TASK BRIEF
Each record must be reproduced exactly as it is shown.

EXCERPTED DATA
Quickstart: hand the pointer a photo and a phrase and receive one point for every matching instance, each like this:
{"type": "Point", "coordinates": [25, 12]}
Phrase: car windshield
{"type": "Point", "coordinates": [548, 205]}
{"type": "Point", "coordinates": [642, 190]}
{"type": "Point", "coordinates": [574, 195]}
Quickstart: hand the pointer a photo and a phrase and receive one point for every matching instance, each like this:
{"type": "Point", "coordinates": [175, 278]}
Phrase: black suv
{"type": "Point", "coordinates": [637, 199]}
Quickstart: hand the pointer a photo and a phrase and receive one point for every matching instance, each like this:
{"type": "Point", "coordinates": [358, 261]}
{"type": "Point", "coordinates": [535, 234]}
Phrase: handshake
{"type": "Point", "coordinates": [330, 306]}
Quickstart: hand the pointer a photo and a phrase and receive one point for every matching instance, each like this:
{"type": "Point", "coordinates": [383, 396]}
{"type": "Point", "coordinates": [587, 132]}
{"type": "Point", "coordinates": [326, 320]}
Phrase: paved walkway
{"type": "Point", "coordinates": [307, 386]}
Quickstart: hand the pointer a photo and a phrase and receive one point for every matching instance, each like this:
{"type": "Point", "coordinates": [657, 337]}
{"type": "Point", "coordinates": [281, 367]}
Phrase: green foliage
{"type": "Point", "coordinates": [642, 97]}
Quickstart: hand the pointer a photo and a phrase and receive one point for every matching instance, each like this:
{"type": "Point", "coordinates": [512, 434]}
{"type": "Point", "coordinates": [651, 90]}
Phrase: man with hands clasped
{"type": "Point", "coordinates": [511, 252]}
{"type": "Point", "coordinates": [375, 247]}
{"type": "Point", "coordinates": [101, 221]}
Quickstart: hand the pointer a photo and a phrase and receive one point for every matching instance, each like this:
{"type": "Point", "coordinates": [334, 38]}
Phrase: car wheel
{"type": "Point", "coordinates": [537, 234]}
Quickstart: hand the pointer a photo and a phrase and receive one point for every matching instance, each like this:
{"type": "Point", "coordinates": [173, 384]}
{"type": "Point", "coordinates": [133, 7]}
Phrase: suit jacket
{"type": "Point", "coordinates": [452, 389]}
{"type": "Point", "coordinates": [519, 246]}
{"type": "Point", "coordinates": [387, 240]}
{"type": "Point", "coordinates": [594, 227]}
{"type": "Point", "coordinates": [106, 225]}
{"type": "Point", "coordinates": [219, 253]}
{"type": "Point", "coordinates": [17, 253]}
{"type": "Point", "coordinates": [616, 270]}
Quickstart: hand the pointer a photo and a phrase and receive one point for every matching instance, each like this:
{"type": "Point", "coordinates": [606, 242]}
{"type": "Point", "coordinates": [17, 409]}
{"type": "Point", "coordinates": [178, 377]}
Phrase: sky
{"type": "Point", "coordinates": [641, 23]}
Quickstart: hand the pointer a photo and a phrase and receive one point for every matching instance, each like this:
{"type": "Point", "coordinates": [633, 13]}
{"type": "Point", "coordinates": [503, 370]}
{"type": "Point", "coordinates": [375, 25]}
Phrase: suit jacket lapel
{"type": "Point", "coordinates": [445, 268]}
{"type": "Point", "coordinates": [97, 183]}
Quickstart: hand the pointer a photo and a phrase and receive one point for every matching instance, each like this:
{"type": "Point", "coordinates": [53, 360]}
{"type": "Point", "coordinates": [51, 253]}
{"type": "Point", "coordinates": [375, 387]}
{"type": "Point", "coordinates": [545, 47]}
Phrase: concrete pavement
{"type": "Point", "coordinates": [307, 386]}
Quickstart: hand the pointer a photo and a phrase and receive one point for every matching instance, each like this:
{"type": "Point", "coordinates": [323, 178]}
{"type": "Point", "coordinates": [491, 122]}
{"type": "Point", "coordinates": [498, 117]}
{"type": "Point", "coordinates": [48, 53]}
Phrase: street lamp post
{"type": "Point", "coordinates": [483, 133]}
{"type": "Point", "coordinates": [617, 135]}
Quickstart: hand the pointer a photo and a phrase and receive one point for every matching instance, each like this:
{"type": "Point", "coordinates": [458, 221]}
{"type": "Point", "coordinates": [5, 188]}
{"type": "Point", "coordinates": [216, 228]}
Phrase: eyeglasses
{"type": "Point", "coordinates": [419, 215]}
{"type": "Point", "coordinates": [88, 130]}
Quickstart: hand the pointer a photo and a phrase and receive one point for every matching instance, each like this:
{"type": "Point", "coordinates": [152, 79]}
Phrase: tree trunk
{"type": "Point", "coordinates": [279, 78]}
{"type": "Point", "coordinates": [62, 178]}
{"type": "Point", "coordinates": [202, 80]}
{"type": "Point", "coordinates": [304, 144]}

THE OUTPUT
Quickstart: hand the pointer a photo and a phrase and receive one point for every matching instance, each like this:
{"type": "Point", "coordinates": [25, 12]}
Phrase: car windshield
{"type": "Point", "coordinates": [548, 205]}
{"type": "Point", "coordinates": [642, 190]}
{"type": "Point", "coordinates": [574, 195]}
Quickstart: hand the pointer a photo and a phrase and receive one point for every matching instance, each like this:
{"type": "Point", "coordinates": [175, 278]}
Phrase: black suv
{"type": "Point", "coordinates": [637, 199]}
Quickstart: hand the pointer a photo and a phrase and receive one point for every matching instance, each like this:
{"type": "Point", "coordinates": [358, 261]}
{"type": "Point", "coordinates": [535, 234]}
Phrase: handshake
{"type": "Point", "coordinates": [330, 306]}
Quickstart: hand the pointer a photo and a phrase and receive one point for every matching instance, each like this:
{"type": "Point", "coordinates": [383, 396]}
{"type": "Point", "coordinates": [587, 132]}
{"type": "Point", "coordinates": [326, 320]}
Phrase: paved walkway
{"type": "Point", "coordinates": [307, 386]}
Quickstart: hand the pointer a photo and a phrase and receive one point for every matching instance, each like this:
{"type": "Point", "coordinates": [657, 337]}
{"type": "Point", "coordinates": [281, 367]}
Phrase: green foliage
{"type": "Point", "coordinates": [642, 97]}
Quickstart: hand the pointer a photo and a phrase and receive one point for every matching instance, each like this:
{"type": "Point", "coordinates": [512, 434]}
{"type": "Point", "coordinates": [651, 90]}
Phrase: man with hands clasped
{"type": "Point", "coordinates": [511, 252]}
{"type": "Point", "coordinates": [375, 247]}
{"type": "Point", "coordinates": [101, 221]}
Quickstart: hand the pointer a photo and a phrase and receive one point for every matching instance, each like this:
{"type": "Point", "coordinates": [334, 38]}
Phrase: car wheel
{"type": "Point", "coordinates": [537, 234]}
Quickstart: hand the pointer a photo and a phrase and receive one point for every matching instance, each like this:
{"type": "Point", "coordinates": [173, 384]}
{"type": "Point", "coordinates": [133, 7]}
Phrase: suit jacket
{"type": "Point", "coordinates": [452, 389]}
{"type": "Point", "coordinates": [519, 246]}
{"type": "Point", "coordinates": [387, 240]}
{"type": "Point", "coordinates": [594, 227]}
{"type": "Point", "coordinates": [106, 225]}
{"type": "Point", "coordinates": [219, 253]}
{"type": "Point", "coordinates": [17, 253]}
{"type": "Point", "coordinates": [616, 270]}
Quickstart: hand the pointer a photo and a phrase and receive one point for every matching instance, each like this:
{"type": "Point", "coordinates": [606, 242]}
{"type": "Point", "coordinates": [17, 409]}
{"type": "Point", "coordinates": [178, 377]}
Phrase: sky
{"type": "Point", "coordinates": [641, 23]}
Quickstart: hand the pointer a photo and a phrase and receive one point for every matching instance, each like this:
{"type": "Point", "coordinates": [633, 13]}
{"type": "Point", "coordinates": [503, 370]}
{"type": "Point", "coordinates": [375, 25]}
Phrase: suit jacket lapel
{"type": "Point", "coordinates": [445, 268]}
{"type": "Point", "coordinates": [97, 183]}
Quickstart: hand the pointer a photo and a phrase and receive one point for every matching instance, each like this:
{"type": "Point", "coordinates": [53, 360]}
{"type": "Point", "coordinates": [51, 253]}
{"type": "Point", "coordinates": [375, 387]}
{"type": "Point", "coordinates": [545, 47]}
Phrase: concrete pavement
{"type": "Point", "coordinates": [307, 386]}
Quickstart: hand the pointer a photo and a phrase and receive one point for every matching instance, each like this:
{"type": "Point", "coordinates": [323, 178]}
{"type": "Point", "coordinates": [491, 122]}
{"type": "Point", "coordinates": [498, 117]}
{"type": "Point", "coordinates": [48, 53]}
Phrase: street lamp post
{"type": "Point", "coordinates": [483, 133]}
{"type": "Point", "coordinates": [617, 135]}
Quickstart: hand the pointer a photo and a phrase and receive one point for every matching instance, each like this:
{"type": "Point", "coordinates": [458, 221]}
{"type": "Point", "coordinates": [5, 188]}
{"type": "Point", "coordinates": [216, 228]}
Phrase: eyeglasses
{"type": "Point", "coordinates": [419, 215]}
{"type": "Point", "coordinates": [88, 130]}
Quickstart: hand the pointer a photo and a phrase and receive one point for every matching instance, each like this:
{"type": "Point", "coordinates": [152, 79]}
Phrase: tree trunk
{"type": "Point", "coordinates": [279, 78]}
{"type": "Point", "coordinates": [62, 178]}
{"type": "Point", "coordinates": [202, 80]}
{"type": "Point", "coordinates": [304, 144]}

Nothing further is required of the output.